__Extract to read__.

--*--

OK, but where in the example does it set that the default it TCP/TLS? The only thing specified for the "default" is port 443 - is something inferring TCP/TLS based on the port?

>> I'd argue that "safer" is in the eye of the beholder. I'll certainly agree that TAPS is trying to provide a more principled and more abstract interface to transport functions (also also that the socket API's platform-dependendness is terrible), but at least a developer with sufficient motivation can concretely implement their desired behavior. I remain unconvinced that an abstraction like TAPS will lead to a stable developer experience esp. over time and across platforms.
> 
> It’s certainly fair to have a different opinion on how the usefulness and stableness of various transport/socket options will play out over time.
> 
> Personally, I think the best philosophy for setting options on a connection / socket should be to set the minimum set required, so as to not unnecessarily constrain the behavior of the stack. If an application sets many options that can eventually only be satisfied by a set of existing protocols, and not some future as-yet-undesigned protocols, then indeed the connections will be constrained to use the existing protocols that work. But apps that only set the options they strictly need will allow for more variation.
> 
> Are there specific changes you are thinking of for the document?

I don't, and that was a comment (i.e., not part of the discuss), so I don't expect changes.

--*--

__Extracted information__.
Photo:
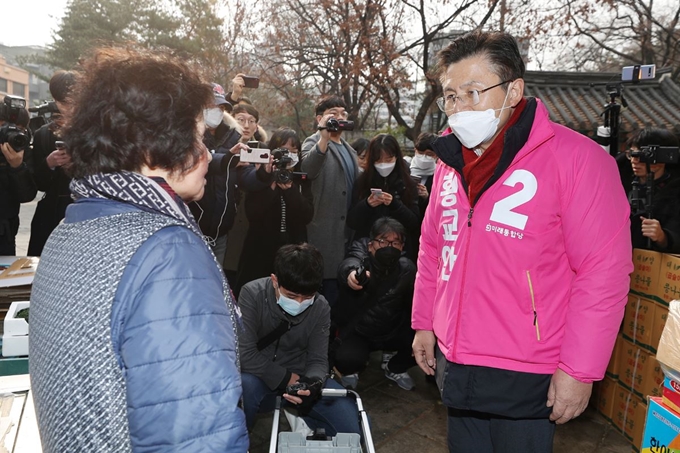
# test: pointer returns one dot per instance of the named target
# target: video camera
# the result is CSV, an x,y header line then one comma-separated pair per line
x,y
10,132
335,125
654,154
280,164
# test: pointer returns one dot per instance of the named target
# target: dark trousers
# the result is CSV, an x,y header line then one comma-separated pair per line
x,y
352,353
484,433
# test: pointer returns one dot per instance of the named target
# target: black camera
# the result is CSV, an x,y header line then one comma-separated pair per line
x,y
654,154
280,163
361,275
292,389
10,132
335,125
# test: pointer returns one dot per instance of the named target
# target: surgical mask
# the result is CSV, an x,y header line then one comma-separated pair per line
x,y
292,307
212,117
294,159
423,162
384,169
473,127
387,256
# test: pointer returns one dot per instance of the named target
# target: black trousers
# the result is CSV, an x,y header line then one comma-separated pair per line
x,y
353,352
485,433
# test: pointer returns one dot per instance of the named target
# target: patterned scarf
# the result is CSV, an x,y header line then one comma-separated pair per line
x,y
148,194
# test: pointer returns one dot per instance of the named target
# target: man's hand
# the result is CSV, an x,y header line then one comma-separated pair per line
x,y
423,351
58,158
386,198
651,228
14,158
352,281
422,191
567,396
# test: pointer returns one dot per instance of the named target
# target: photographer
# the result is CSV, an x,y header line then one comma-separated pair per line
x,y
374,310
49,163
278,215
16,182
385,189
284,341
216,211
664,228
331,164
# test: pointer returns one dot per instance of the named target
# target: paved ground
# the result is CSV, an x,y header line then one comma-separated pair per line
x,y
415,421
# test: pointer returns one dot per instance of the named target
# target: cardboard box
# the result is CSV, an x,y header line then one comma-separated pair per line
x,y
660,316
669,279
644,280
638,322
606,390
629,414
662,429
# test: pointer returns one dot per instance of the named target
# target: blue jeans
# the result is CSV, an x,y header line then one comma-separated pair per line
x,y
334,414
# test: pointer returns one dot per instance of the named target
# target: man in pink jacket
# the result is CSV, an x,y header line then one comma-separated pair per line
x,y
524,259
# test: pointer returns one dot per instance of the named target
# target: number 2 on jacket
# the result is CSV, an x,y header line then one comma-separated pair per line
x,y
503,209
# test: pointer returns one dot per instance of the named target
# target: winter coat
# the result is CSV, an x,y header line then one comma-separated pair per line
x,y
665,209
264,211
55,185
383,307
327,230
16,187
535,277
172,335
303,349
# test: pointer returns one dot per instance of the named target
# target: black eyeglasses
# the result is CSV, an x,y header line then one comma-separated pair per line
x,y
383,243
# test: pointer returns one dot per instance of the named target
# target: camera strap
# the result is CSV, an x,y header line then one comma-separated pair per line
x,y
274,335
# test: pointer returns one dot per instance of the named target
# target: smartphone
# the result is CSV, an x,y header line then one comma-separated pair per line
x,y
251,81
255,155
638,72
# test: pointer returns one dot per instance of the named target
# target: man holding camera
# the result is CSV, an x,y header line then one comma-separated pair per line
x,y
524,259
216,211
284,343
49,162
331,165
16,182
374,308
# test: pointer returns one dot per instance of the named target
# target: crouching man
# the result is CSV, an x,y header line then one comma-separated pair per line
x,y
284,341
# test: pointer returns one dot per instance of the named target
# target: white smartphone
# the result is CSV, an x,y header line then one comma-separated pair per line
x,y
646,72
255,155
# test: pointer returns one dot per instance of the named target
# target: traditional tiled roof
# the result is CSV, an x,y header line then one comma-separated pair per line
x,y
573,102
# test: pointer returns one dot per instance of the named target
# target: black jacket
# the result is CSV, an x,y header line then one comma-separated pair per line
x,y
361,215
54,183
264,212
665,209
216,211
16,187
383,307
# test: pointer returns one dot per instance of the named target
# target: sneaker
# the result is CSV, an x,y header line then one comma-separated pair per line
x,y
350,381
403,380
387,356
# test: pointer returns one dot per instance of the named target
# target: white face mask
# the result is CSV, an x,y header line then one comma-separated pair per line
x,y
423,162
473,127
212,117
384,169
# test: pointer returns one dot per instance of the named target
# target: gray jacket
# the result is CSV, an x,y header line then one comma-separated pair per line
x,y
327,231
303,349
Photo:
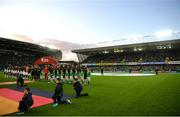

--*--

__Task requirements__.
1 > From the TAPS discussion, extract the passage starting at "OK, but where" and ending at "and across platforms.".
2 > List every all-capital technical abbreviation that appears in the TAPS discussion.

__Expected outputs__.
1 >
OK, but where in the example does it set that the default it TCP/TLS? The only thing specified for the "default" is port 443 - is something inferring TCP/TLS based on the port?

>> I'd argue that "safer" is in the eye of the beholder. I'll certainly agree that TAPS is trying to provide a more principled and more abstract interface to transport functions (also also that the socket API's platform-dependendness is terrible), but at least a developer with sufficient motivation can concretely implement their desired behavior. I remain unconvinced that an abstraction like TAPS will lead to a stable developer experience esp. over time and across platforms.

2 >
TCP
TLS
TAPS
API